**Exercise 1**
Translate this sentence from the fusion energy passage into Spanish: "Deuterium can be extracted from seawater, while tritium can be bred from lithium."
**Exercise 2**
According to the fusion energy passage, what is the term "tokamak" derived from?
**Exercise 3**
Return the part of the fusion energy passage starting at "Power plants today" and ending at "to produce electricity.".

**Given passage**

Imagine a world with a virtually unlimited source of clean energy that could power our cities, industries, and homes without the harmful emissions and environmental impacts of fossil fuels. This isn’t science fiction—it’s the promise of fusion energy. But what exactly is fusion energy, and how close are we to making it a reality?

Nuclear fusion involves combining light elements, such as hydrogen, to form heavier elements, releasing a significant burst of energy in the process. This process, which powers the heat and light of the Sun and other stars, is praised for its potential as a sustainable, low-carbon energy source.

This process contrasts with the nuclear fission process used in nuclear power plants, where heavy atomic nuclei are split into lighter ones. But this is fraught with radioactive waste and safety concerns.

The road to practical fusion energy is steep and fraught with challenges. The foremost obstacle is achieving and maintaining the extremely high temperatures and pressures required for fusion. Similar to those at the Sun’s core, these conditions are necessary to overcome the electrostatic forces that repel the positively charged atomic nuclei. For decades, scientists have experimented with different methods to achieve these conditions. The two primary approaches are magnetic confinement and inertial confinement.

Magnetic confinement, as seen in the tokamak design, employs powerful magnetic fields to contain hot plasma within a doughnut-shaped chamber. Inertial confinement, on the other hand, involves compressing a small pellet of fusion fuel with intense laser beams to achieve the conditions for fusion. Both methods have seen significant advancements but are yet to reach the break-even point, where the energy output from fusion equals the energy input required to sustain the reaction. However, recent breakthroughs have brought us closer than ever to this elusive goal.

The primary fuel for nuclear fusion is deuterium and tritium. Deuterium and tritium are isotopes of hydrogen, the universe’s most abundant element. Isotopes are members of a family of elements that all have the same number of protons but different numbers of neutrons. While all isotopes of hydrogen have one proton, deuterium has one neutron, and tritium has two, so their ion masses are heavier than those of protium, the isotope of hydrogen with no neutrons. Deuterium can be extracted from seawater, while tritium can be bred from lithium. When deuterium and tritium fuse, they form a helium atom, which has two protons and two neutrons, and release an energetic neutron. These energetic neutrons could serve as the foundation for generating energy in future fusion power plants.

Power plants today generate electricity using fossil fuels, nuclear fission, or renewable sources like wind or water. Regardless of the energy source, these plants convert mechanical power, such as the rotation of a turbine, into electrical power. In a coal-fired steam station, coal combustion turns water into steam, which then drives turbine generators to produce electricity.

The tokamak is an experimental machine designed to harness fusion energy. Inside a tokamak, the energy produced through atomic fusion is absorbed as heat by the vessel’s walls. Similar to conventional power plants, a fusion power plant will use this heat to produce steam, which then generates electricity via turbines and generators.

At the core of a tokamak is a doughnut-shaped vacuum chamber. Under extreme heat and pressure inside this chamber, gaseous hydrogen fuel becomes plasma, creating an environment where hydrogen atoms can fuse and release energy. The plasma’s charged particles are controlled and shaped by large magnetic coils surrounding the vessel. This property allows physicists to confine the hot plasma away from the vessel walls. The term “tokamak” is derived from a Russian acronym for “toroidal chamber with magnetic coils.”

**Collected data**
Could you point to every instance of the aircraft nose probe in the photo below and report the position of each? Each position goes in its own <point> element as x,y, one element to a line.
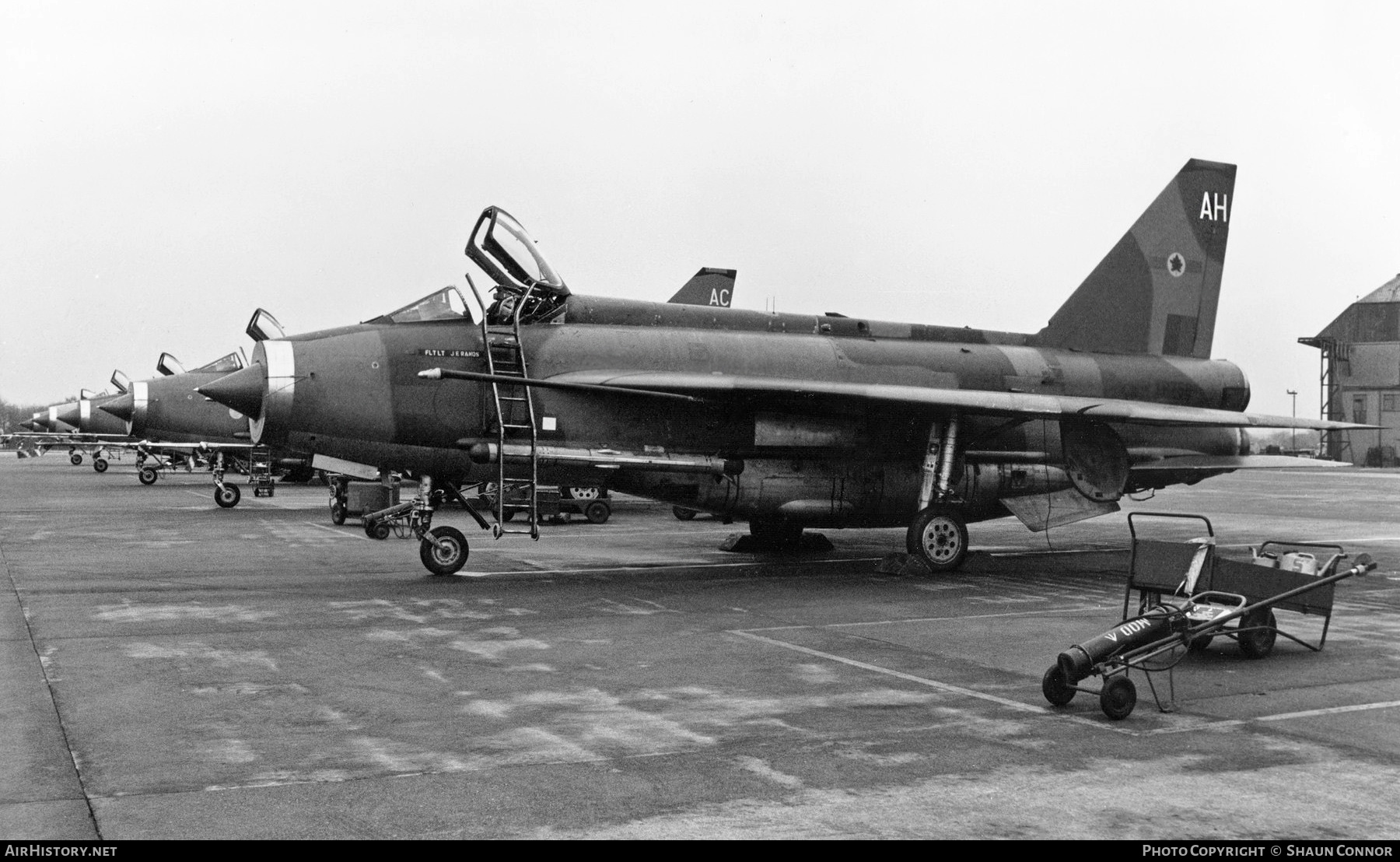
<point>243,389</point>
<point>122,408</point>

**Written answer 1**
El deuterio puede extraerse del agua de mar, mientras que el tritio puede generarse a partir del litio.

**Written answer 2**
It comes from a Russian acronym for "toroidal chamber with magnetic coils."

**Written answer 3**
Power plants today generate electricity using fossil fuels, nuclear fission, or renewable sources like wind or water. Regardless of the energy source, these plants convert mechanical power, such as the rotation of a turbine, into electrical power. In a coal-fired steam station, coal combustion turns water into steam, which then drives turbine generators to produce electricity.